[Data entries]
++++++++++

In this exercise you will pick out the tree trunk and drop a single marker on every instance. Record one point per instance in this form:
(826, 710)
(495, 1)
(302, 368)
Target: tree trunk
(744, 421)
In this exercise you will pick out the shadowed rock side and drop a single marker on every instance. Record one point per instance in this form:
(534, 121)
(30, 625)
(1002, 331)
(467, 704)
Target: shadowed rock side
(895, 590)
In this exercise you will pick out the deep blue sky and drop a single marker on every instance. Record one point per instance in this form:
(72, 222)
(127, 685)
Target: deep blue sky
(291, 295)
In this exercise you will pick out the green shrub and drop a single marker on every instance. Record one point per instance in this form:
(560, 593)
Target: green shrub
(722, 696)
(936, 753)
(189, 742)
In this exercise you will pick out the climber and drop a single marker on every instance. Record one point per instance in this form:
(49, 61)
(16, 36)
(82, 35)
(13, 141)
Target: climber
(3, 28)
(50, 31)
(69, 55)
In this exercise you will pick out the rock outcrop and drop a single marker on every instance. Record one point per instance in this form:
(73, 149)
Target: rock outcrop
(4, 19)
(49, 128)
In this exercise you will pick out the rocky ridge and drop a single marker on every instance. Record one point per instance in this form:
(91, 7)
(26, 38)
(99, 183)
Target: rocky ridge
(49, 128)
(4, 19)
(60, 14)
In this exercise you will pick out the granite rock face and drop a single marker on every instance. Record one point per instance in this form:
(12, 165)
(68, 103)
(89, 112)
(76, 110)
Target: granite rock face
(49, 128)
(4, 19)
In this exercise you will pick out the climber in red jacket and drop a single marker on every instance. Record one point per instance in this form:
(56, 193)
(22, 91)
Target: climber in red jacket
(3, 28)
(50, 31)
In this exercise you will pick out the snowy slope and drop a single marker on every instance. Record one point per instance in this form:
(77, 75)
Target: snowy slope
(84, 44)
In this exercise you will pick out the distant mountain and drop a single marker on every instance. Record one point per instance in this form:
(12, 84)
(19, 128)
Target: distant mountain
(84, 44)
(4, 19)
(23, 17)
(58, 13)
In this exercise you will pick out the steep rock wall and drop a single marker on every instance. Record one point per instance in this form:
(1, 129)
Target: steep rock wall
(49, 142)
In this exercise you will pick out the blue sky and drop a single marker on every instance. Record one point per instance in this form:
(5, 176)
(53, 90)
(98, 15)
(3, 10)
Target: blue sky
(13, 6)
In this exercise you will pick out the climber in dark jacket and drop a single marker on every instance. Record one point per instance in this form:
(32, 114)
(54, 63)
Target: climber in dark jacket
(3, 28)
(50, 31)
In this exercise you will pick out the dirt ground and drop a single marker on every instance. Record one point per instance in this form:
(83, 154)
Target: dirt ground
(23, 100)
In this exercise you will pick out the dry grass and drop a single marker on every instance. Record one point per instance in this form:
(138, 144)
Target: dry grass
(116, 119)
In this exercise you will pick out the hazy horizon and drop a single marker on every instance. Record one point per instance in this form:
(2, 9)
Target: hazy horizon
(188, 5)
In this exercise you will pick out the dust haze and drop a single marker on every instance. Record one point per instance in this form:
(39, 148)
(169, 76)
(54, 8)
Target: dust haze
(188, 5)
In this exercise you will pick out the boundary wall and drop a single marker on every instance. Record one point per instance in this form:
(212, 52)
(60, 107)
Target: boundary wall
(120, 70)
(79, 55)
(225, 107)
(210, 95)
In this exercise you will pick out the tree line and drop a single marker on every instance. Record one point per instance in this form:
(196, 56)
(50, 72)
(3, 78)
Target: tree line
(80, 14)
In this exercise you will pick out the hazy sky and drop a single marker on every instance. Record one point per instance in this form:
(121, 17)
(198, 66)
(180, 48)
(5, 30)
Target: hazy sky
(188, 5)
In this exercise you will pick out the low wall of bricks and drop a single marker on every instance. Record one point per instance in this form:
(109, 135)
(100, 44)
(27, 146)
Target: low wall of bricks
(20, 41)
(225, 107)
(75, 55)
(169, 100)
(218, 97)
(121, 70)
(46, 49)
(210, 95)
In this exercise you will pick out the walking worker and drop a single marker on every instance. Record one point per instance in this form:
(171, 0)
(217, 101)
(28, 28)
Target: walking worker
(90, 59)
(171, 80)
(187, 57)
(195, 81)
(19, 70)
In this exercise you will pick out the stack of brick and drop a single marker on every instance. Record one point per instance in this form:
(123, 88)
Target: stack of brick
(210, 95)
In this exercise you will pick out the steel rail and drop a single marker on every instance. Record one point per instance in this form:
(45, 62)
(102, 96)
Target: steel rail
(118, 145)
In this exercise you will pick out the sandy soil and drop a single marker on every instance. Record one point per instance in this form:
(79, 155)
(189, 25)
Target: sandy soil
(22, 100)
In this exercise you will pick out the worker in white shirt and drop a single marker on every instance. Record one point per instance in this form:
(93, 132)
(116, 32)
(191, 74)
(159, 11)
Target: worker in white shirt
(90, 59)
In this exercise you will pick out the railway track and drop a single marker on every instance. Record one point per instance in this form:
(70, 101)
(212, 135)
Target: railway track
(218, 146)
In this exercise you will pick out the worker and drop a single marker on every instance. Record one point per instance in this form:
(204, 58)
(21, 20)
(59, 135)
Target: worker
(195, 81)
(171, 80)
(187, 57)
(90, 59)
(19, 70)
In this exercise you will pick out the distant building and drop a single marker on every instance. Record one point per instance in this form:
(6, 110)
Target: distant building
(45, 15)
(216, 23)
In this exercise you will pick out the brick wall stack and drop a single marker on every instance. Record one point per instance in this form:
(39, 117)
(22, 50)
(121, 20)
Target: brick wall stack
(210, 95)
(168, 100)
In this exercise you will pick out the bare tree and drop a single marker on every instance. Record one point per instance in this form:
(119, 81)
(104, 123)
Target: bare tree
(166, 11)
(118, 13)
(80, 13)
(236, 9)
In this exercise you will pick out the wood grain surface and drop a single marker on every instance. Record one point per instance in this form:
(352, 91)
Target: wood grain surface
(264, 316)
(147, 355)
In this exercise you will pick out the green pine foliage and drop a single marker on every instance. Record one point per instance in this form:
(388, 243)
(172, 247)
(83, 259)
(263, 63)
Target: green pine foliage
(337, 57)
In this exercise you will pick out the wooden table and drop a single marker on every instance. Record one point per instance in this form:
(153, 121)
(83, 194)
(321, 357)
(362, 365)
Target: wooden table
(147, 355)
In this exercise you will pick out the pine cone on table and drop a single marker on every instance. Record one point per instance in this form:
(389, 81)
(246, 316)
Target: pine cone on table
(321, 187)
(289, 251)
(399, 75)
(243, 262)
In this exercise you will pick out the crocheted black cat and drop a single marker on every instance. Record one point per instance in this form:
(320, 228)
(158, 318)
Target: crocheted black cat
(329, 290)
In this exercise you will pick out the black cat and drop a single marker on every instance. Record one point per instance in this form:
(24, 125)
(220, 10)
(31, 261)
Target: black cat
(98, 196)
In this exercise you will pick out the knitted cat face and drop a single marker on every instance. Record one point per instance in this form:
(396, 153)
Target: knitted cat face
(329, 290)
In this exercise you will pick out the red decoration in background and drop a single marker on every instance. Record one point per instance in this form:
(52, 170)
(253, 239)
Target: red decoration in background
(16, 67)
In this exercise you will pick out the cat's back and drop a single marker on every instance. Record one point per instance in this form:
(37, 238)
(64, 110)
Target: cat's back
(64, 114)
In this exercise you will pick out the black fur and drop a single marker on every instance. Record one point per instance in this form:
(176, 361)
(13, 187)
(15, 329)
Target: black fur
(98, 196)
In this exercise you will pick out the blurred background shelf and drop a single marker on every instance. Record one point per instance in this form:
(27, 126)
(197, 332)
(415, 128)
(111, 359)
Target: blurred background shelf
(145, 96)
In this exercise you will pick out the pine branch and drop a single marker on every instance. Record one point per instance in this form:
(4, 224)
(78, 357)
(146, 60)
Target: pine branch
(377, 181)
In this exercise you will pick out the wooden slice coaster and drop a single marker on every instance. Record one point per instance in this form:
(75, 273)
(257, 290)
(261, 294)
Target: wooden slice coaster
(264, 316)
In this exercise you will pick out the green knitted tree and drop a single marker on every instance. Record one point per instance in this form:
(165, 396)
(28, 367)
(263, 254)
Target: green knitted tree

++++++++++

There is a run of lines above from the one with "In this exercise you will pick out the black cat" to the one with "In this exercise you will pick out the black fur"; print exactly that run, both ends included, and nothing else.

In this exercise you will pick out the black cat and drop a single marker on every instance. Record one point per instance in this form:
(24, 125)
(220, 10)
(31, 261)
Target: black cat
(98, 196)
In this exercise you will pick out the knitted cat face and drop a single marker on every instance. Record one point per instance in this form:
(396, 153)
Target: knitted cat face
(329, 290)
In this exercise you will pick out the red decoration in background and drop a single marker on every instance. Record one point per instance in this form:
(52, 170)
(253, 239)
Target: red decoration in background
(16, 67)
In this exercise you will pick out the cat's back and drop a single marker on every instance. Record one point per instance in this form:
(37, 238)
(64, 110)
Target: cat's back
(64, 114)
In this exercise you will pick out the black fur and drop a single marker on every instance. Record one point per instance in this form:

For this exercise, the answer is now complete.